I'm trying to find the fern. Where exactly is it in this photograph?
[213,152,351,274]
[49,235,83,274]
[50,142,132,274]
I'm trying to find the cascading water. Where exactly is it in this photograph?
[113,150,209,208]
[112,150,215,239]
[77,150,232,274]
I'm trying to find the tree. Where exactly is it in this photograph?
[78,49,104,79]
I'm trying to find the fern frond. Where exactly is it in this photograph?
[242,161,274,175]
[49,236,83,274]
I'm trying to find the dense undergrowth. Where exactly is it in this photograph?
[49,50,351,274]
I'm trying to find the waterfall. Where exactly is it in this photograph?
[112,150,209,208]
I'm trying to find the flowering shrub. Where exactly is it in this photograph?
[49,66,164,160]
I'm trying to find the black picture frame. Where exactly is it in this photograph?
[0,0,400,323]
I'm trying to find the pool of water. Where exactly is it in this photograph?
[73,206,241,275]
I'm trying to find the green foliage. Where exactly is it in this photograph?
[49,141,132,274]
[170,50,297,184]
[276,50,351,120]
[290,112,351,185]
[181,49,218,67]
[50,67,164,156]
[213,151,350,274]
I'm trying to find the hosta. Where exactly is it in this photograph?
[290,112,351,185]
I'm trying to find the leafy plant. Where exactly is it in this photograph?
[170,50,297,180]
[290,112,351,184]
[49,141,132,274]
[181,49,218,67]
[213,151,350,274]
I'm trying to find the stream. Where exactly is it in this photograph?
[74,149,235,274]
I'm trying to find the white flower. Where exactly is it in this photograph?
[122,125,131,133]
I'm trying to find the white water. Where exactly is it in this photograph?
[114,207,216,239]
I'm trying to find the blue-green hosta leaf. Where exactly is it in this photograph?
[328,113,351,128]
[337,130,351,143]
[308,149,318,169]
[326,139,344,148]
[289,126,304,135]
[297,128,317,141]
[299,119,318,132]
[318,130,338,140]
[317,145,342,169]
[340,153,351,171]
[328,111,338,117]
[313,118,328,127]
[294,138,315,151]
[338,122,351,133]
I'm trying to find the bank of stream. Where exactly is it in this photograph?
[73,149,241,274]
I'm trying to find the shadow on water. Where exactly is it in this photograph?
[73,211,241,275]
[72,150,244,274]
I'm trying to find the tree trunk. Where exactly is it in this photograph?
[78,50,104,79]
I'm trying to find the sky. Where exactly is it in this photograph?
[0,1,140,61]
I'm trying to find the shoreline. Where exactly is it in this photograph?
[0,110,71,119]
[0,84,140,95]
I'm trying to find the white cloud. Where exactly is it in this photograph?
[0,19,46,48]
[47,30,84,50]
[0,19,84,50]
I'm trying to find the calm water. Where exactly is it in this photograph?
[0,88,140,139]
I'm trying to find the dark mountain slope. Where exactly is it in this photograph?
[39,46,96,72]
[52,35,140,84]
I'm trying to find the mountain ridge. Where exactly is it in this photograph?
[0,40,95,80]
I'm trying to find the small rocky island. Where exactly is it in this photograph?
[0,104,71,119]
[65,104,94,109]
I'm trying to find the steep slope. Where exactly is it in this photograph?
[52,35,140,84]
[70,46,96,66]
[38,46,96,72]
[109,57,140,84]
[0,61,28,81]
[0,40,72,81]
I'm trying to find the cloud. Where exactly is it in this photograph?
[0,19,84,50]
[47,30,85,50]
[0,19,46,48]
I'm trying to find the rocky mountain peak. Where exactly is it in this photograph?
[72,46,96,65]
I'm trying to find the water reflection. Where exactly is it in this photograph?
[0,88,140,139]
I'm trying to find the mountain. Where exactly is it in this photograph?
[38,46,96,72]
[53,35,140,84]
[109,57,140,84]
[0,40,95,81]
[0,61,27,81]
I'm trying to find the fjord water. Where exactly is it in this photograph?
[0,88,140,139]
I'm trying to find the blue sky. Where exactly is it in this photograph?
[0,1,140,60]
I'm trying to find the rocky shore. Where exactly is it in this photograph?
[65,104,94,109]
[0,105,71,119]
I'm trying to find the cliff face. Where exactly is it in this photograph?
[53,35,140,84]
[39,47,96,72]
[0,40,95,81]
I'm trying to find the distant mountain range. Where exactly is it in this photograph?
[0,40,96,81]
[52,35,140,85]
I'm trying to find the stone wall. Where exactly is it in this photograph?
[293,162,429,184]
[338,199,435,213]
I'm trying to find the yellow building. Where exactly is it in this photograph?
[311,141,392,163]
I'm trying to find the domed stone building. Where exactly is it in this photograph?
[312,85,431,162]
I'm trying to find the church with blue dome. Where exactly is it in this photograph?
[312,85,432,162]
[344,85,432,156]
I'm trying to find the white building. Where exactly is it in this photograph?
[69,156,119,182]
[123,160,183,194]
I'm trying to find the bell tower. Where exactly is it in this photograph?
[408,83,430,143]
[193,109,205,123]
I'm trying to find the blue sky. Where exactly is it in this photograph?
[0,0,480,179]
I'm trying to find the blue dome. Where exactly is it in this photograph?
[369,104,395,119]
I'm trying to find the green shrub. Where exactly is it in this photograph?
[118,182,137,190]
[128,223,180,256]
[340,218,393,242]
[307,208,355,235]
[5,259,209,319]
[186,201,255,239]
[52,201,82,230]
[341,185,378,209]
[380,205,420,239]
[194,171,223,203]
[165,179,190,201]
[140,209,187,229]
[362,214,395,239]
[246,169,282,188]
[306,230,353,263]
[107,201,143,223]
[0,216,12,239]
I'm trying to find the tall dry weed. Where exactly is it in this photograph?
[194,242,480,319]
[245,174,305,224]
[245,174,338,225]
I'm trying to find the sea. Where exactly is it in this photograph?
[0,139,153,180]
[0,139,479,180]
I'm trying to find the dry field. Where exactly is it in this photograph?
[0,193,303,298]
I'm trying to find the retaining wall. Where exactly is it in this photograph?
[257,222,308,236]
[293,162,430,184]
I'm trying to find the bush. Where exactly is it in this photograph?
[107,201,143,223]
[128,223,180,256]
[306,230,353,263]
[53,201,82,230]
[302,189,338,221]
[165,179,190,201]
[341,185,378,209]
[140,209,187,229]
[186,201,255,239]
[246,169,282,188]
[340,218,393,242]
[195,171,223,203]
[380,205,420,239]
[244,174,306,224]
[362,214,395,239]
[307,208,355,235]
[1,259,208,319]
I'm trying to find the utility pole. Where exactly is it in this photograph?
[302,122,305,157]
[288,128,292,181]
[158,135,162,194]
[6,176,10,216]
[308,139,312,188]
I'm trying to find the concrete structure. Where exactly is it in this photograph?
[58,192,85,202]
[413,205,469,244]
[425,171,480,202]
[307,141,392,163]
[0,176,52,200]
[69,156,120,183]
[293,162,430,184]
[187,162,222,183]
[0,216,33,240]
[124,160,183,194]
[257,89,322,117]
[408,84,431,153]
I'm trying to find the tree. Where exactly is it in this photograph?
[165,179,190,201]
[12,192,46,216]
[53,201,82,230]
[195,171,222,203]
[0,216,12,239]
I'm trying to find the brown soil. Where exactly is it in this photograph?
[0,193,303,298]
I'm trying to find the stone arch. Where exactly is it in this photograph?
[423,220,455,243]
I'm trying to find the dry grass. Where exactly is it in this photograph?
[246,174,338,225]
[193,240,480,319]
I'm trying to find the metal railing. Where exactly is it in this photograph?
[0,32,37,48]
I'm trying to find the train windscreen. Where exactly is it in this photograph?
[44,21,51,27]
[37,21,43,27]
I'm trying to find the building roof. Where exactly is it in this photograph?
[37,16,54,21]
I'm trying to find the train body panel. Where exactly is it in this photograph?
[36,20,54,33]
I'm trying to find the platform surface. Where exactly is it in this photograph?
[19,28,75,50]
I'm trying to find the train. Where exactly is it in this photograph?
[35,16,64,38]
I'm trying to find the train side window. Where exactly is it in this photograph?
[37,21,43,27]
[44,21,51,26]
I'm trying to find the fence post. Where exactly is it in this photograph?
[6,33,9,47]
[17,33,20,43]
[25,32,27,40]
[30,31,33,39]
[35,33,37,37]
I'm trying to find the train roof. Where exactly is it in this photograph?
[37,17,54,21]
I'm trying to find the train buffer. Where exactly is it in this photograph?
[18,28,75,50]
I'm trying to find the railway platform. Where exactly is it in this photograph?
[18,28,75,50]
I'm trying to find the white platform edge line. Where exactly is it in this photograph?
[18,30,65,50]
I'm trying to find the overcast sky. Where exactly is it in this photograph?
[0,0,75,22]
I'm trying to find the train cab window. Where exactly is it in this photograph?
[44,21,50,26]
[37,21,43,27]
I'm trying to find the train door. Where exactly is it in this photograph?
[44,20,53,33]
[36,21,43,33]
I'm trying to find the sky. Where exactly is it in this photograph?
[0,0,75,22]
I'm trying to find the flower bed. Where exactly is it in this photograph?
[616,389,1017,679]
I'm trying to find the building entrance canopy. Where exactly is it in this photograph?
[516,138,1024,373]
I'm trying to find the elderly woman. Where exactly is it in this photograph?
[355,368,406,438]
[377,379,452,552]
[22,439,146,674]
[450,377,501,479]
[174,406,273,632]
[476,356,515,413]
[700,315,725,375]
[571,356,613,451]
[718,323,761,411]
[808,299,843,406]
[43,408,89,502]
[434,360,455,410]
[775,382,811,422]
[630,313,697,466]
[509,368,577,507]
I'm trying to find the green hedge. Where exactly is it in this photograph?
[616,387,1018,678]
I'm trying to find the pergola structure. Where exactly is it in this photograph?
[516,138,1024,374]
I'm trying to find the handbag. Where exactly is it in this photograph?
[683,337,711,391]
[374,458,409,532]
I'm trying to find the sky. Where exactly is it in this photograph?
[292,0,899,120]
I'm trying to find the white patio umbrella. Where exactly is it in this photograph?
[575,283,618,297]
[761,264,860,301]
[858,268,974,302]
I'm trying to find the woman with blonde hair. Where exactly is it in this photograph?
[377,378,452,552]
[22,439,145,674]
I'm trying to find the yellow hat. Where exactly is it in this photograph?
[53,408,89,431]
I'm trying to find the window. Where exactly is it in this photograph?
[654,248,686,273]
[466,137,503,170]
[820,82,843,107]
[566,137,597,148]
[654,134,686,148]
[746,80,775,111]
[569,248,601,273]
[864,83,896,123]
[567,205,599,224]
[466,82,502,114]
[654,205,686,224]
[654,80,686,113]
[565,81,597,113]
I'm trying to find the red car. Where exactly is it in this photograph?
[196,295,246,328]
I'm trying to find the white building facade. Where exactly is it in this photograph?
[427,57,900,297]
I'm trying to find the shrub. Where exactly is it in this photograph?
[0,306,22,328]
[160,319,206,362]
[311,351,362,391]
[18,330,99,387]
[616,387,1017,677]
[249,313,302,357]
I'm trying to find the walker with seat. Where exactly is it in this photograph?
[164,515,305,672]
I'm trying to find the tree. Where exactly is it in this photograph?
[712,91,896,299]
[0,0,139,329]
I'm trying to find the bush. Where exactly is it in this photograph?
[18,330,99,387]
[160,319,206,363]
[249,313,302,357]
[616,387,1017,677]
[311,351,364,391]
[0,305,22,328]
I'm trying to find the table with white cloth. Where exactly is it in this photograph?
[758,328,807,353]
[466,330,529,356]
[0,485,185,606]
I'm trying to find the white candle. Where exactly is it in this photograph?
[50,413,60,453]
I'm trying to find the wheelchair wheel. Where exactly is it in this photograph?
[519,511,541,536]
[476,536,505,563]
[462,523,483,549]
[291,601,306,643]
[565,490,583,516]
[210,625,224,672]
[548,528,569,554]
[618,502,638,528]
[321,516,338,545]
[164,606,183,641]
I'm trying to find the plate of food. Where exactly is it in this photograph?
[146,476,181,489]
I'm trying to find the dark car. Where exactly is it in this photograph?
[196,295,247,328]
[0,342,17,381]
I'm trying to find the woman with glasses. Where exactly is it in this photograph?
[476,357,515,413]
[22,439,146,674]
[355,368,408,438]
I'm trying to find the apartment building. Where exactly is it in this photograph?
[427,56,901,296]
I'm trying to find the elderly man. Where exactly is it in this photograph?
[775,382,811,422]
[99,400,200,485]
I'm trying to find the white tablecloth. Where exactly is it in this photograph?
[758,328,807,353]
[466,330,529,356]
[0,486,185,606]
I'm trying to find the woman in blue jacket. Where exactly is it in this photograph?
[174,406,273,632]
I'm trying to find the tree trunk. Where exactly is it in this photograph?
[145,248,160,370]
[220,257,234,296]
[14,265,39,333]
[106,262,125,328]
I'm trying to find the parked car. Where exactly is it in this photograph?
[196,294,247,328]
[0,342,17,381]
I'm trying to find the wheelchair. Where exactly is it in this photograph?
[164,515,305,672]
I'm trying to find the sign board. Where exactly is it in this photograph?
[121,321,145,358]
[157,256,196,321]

== == ==

Task objective
Revise the entries from the line with "I'm trying to find the utility" to the line with "[0,32,37,48]", changing "brown soil" to "bare soil" and keeping everything else the same.

Complete output
I'm trying to find the utility pole. Where exactly is it in this photograph?
[302,122,305,157]
[288,128,292,181]
[158,135,162,194]
[6,176,10,216]
[308,139,312,188]
I'm trying to find the concrete structure. Where exactly is it in this photograph?
[58,192,85,202]
[413,205,469,244]
[425,171,480,202]
[307,141,392,163]
[0,176,52,200]
[69,156,120,183]
[293,162,430,184]
[187,162,222,183]
[0,216,33,240]
[124,160,183,194]
[257,89,322,117]
[408,84,431,153]
I'm trying to find the tree. Where exactly is it in this photograph?
[165,179,190,201]
[12,192,46,216]
[53,201,82,230]
[195,171,222,203]
[0,216,12,239]
I'm trying to find the bare soil. Where exactly is it in this photograph?
[0,193,303,298]
I'm trying to find the stone arch. Where exactly is it in this photograph?
[423,220,455,243]
I'm trying to find the dry grass. Where exactly is it in this photograph?
[246,174,338,225]
[193,240,480,319]
I'm trying to find the metal railing. Where exactly is it in this photograph?
[0,32,37,48]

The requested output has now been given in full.